■ **EXERCISES TO COMPLETE**
a: Using the article on jobless voters in marginal seats, answer these questions:
(i) On what date will the JobSeeker Coronavirus Supplement be axed?
(ii) How many federal seats did the researchers find were held by margins less than the number of people on pandemic top-up payments?
(iii) According to ACOSS, how many welfare recipients in Boothby will have their incomes cut?
b: Continue the article on jobless voters and the JobSeeker cut from its final sentence.
** Opening PASSAGE block **
MPs warned jobless voters in marginal seats could decide election
Welfare advocates have warned federal politicians that the votes of thousands of unemployed people living in marginal seats – including Adelaide’s Liberal-held Boothby – and whose incomes will be cut at the end of March could determine the next election.
Photo: AAP/Dan Peled
The JobSeeker Coronavirus Supplement will be axed on March 31, while the base JobSeeker rate will be increased by $3.57 a day, or $25 a week from April 1.
As parliament prepares to vote on the ongoing rate of income support, social policy researchers at the University of NSW have produced data on the people it will affect.
The researchers found that 52 federal seats were held by margins less than the number of people on pandemic top-up payments.
One marginal Liberal seat named in the study is Boothby in Adelaide’s south, currently held by MP Nicolle Flint who recently announced she would not contest the next election.
The Liberal Party holds Boothby with a 3000 vote margin, while ACOSS says more than 11,000 welfare recipients in the seat will have their incomes cut next month.
** Closing PASSAGE block **
** Opening DATA EXCERPTS block **
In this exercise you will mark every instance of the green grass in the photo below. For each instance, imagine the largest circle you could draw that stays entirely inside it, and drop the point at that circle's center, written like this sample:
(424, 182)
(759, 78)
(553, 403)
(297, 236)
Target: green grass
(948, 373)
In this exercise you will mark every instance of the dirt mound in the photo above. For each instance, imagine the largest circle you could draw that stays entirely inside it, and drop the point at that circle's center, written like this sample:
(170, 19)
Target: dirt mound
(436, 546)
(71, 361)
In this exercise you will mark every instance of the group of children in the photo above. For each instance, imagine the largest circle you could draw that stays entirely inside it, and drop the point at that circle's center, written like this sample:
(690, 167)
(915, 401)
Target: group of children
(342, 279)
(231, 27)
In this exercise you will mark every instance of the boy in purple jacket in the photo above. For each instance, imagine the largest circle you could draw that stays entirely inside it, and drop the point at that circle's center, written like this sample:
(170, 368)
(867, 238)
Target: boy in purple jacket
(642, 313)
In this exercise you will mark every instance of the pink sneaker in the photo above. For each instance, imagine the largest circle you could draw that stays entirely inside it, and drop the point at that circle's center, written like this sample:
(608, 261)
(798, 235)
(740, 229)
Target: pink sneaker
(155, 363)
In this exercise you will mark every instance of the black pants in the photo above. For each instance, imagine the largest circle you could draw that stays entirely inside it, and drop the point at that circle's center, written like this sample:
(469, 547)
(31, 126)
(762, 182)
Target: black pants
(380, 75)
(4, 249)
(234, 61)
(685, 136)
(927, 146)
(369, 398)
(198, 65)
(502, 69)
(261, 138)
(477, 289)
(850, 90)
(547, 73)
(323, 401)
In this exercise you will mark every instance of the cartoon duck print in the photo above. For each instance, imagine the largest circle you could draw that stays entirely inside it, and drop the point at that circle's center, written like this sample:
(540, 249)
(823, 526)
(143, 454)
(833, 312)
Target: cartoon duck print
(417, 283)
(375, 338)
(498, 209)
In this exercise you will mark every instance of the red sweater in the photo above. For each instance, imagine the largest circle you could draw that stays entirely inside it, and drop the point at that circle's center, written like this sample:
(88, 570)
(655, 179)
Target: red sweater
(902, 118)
** Closing DATA EXCERPTS block **
■ **ANSWERS BY ITEM**
a:
(i) March 31.
(ii) 52.
(iii) More than 11,000.

b:
Cassandra Goldie from the Australian Council of Social Service said replacing the supplement with a “paltry” permanent increase of $3.57 per day was nowhere near good enough.
Goldie said jobless Australians – including more thabn 325,000 single mothers – could not be expected to survive on just $44 per day.
“Parliamentarians preparing to vote for this bill need to be aware of the reality in their electorates, and that this is the single most important issue in the lives of people directly affected,” she said.
“The parliament must not turn its back on the millions of people who right now don’t know if they can pay their rent, put food on the table or pay the next electricity bill.”
Labor has questioned the adequacy of the proposed JobSeeker rate but will not stand in the way of the legislated increase, guaranteeing its passage through parliament.